Required actions —
[1] According to the sermon on 2 Kings, in what century BC was Elisha a prophet?
[2] Output as a numbered list everything in the rows from the line containing "of the blonde" down to the last line of the rows, leaving out any blank lines.

Lepers, Fat & Happy (or, Stooges in Graceland)

(The Scripture passage for this message is 2 Kings 6:24-25 and 7:1-17.)

Elisha was an Old Testament prophet of the 8th century BC. When you look at some of the lesser known stories of the Old Testament, so many of them are full of “dark grace.”

This passage is long, and I’m not sure you’re going to catch everything in one initial reading. It’s really a picture of weakness. It’s a kind of seed theology, or an emerging doctrine. The Bible is demonstrating here, and in a variety of ways, how God thinks about and responds to human weakness. And what eventually emerges (fully in the New Testament) is an understanding of weakness opposite and counter-intuitive to everything we’re taught by society (in the secular world) and even opposite to what we learn in spirituality, religion, and morality, as well.

The marauding bands of the Syrians, or “Arameans,” have withdrawn from Northern Israel (“Samaria”/the Northern Kingdom). Syria stopped (as it were) the terrorist activity, but they’ve now returned with a proper kind of war. As was common, they surround the capital city and impose famine. They starve the enemy into surrendering—don’t allow any food into the city.

Extracted data —
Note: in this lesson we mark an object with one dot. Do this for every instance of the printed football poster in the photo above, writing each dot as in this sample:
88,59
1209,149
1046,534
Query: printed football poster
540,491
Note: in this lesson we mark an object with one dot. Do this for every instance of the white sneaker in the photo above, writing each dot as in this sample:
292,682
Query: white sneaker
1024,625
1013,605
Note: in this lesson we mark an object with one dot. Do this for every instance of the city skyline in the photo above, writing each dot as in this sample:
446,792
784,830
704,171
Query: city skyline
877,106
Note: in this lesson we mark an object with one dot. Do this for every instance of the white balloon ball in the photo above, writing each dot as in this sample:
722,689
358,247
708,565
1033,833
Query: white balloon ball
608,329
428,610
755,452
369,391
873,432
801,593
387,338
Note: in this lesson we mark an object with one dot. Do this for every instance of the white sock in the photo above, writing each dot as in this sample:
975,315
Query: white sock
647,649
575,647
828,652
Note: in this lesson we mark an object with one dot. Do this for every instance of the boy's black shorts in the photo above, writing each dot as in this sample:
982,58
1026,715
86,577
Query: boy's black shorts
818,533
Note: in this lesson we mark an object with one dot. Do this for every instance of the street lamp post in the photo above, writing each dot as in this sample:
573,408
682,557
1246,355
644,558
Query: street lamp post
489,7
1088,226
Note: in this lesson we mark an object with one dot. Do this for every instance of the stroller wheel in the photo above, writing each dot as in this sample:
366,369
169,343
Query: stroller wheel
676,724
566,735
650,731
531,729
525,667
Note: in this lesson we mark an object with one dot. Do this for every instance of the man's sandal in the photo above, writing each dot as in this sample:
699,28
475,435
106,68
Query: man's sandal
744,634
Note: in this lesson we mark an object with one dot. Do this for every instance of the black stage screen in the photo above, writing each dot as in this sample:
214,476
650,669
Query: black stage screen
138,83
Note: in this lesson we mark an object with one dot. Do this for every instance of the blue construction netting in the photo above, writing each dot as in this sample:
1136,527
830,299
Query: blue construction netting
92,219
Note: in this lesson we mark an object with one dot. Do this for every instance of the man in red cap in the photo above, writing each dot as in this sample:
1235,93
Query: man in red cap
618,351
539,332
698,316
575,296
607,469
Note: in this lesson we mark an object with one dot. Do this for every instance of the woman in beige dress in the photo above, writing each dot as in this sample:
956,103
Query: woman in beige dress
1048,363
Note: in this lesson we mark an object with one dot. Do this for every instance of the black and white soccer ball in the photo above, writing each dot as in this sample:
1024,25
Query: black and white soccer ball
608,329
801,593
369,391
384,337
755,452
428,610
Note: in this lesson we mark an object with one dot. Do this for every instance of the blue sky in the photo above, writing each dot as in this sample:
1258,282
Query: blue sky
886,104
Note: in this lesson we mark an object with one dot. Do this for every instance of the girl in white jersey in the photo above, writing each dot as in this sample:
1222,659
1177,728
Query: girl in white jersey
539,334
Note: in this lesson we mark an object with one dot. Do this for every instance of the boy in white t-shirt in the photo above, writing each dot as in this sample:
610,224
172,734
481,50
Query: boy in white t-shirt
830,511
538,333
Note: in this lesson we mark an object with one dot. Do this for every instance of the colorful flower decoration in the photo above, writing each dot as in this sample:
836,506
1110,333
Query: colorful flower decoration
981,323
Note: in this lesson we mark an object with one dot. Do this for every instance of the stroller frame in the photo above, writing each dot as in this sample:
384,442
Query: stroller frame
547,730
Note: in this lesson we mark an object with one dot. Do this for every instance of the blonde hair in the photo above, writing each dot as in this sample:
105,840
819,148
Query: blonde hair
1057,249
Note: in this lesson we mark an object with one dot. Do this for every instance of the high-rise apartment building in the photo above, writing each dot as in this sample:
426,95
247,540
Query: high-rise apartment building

Solution list —
[1] The 8th century BC.

[2]
1. Note: in this lesson we mark an object with one dot. Do this for every instance of the blonde hair in the photo above, writing each dot as in this sample:
2. 105,840
3. 819,148
4. Query: blonde hair
5. 1057,249
6. Note: in this lesson we mark an object with one dot. Do this for every instance of the high-rise apartment building in the photo above, writing each dot as in this sample:
7. 426,95
8. 247,540
9. Query: high-rise apartment building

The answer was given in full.